*** VORLIEGENDER TEXT ***

Man könnte das als infantiles Machogeplänkel zweier alternder Männer abtun, die noch einmal zeigen wollen, “wo’s langgeht”. Dafür ist aber die Lage in Israel zu ernst. Yoav Gallant weiß, dass er seine politische Zukunft bereits hinter sich hat; er selber sagt, dass er in seinem Leben nichts Wichtigeres mehr machen werde, als Israel in diesem schweren Krieg militärisch geführt zu haben. Er weiß zudem, dass seine Tage als Likudmitglied womöglich gezählt sind. Er kann sich daher auf das konzentrieren, worum es in der Sache selbst zu gehen hat: Er weiß, dass das Gerede vom “totalen Sieg” Quatsch ist und dass man sich mit der Hamas arrangieren muss, wenn man die wenigen Geiseln, die noch am Leben sind, aus der Gefangenschaft im Gazastreifen befreien möchte.

***

### MATERIAL ERKUNDEN
1/ Was ist nach eigener Aussage von Yoav Gallant im Text über Gallant das Wichtigste, das er in seinem Leben getan haben wird?
2/ Geben Sie den Inhalt des Textes über Yoav Gallant in genau zwei Sätzen wieder.
3/ Führen Sie den Text über Yoav Gallant im Anschluss an seinen letzten Satz weiter.

*** DATENAUSZUG ***

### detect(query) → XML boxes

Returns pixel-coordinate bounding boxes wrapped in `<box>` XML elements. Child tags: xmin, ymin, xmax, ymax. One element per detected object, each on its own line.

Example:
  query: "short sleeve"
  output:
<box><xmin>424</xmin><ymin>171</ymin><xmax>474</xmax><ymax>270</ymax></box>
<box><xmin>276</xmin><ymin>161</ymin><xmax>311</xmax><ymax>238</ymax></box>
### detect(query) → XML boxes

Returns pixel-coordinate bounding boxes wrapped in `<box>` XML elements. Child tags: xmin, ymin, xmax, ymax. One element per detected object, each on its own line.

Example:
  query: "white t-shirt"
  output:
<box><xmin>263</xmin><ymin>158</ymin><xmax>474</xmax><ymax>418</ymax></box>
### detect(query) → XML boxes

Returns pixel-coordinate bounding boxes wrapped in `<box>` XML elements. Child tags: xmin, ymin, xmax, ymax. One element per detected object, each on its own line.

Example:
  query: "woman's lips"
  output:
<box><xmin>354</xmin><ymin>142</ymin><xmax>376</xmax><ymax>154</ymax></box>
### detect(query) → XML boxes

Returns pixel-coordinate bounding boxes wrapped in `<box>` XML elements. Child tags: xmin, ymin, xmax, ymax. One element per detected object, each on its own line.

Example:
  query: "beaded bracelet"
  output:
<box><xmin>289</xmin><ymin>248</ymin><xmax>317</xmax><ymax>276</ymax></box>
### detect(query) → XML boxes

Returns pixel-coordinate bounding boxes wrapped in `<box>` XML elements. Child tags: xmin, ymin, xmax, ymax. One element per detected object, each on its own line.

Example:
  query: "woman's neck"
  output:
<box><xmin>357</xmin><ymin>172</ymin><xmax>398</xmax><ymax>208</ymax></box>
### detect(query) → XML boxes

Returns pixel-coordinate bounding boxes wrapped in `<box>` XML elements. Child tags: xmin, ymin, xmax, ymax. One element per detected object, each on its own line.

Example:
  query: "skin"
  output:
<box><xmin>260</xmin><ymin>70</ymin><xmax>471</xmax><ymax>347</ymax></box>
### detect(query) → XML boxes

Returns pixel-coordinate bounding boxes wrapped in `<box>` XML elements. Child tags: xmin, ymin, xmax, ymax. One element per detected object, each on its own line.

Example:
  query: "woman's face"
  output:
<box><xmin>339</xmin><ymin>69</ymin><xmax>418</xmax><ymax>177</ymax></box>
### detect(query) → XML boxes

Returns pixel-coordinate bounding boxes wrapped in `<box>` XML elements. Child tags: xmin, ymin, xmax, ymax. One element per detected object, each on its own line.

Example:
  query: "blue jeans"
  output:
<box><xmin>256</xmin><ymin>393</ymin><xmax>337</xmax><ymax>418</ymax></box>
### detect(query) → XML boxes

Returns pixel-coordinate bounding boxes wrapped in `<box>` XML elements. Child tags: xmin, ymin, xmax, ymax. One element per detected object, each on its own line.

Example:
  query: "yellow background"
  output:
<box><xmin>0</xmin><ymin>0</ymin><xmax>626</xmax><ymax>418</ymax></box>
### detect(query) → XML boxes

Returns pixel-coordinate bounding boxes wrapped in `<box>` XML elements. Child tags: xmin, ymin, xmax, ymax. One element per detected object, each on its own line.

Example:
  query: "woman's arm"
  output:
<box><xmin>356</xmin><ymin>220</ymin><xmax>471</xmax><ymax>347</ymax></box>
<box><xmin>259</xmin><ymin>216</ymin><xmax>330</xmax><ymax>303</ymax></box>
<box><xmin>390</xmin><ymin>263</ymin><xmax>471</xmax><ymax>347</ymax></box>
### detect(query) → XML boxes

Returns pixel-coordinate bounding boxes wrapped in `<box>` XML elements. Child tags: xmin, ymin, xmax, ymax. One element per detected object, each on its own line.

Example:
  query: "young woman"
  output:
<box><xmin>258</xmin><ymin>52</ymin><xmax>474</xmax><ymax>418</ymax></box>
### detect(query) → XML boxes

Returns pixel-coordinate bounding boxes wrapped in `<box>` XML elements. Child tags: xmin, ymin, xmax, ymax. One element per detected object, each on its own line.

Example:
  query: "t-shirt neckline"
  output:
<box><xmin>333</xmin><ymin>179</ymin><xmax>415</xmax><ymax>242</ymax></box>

***

### NUMMERIERTE ANTWORTEN
1/ Israel in diesem schweren Krieg militärisch geführt zu haben.

2/ Der Text räumt ein, man könne das Ganze als infantiles Machogeplänkel zweier alternder Männer abtun, hält die Lage in Israel dafür aber für zu ernst. Gallant, dessen politische Zukunft bereits hinter ihm liegt und dessen Tage als Likudmitglied womöglich gezählt sind, kann sich auf die Sache selbst konzentrieren: Er weiß, dass das Gerede vom „totalen Sieg“ Quatsch ist und man sich mit der Hamas arrangieren muss, um die noch lebenden Geiseln aus dem Gazastreifen zu befreien.

3/
Bei der unfassbaren Konfrontation zwischen den faschistischen Hardlinern in der Regierung, Ben-Gvir und Smotrich, die den Krieg auf keinen Fall beenden wollen, bevor die Hamas vernichtet worden ist, und den Angehörigen der Entführten, die (mit Tausenden von Israelis) die Regierung anflehen, den anstehenden Deal mit der Hamas einzugehen (was natürlich mit gewissen Konzessionen Israels an die Hamas einhergehen wird), schlägt sich Gallant auf der Seite der Letzteren. Was immer dabei seine Beweggründe sein mögen – ob Menschlichkeit oder schlicht eine realitätsgerechte Wahrnehmung der bestehenden Situation –, er braucht sich nicht mehr zu verstellen, geschweige denn, dem Ansinnen jener zu beugen, die er verachtet.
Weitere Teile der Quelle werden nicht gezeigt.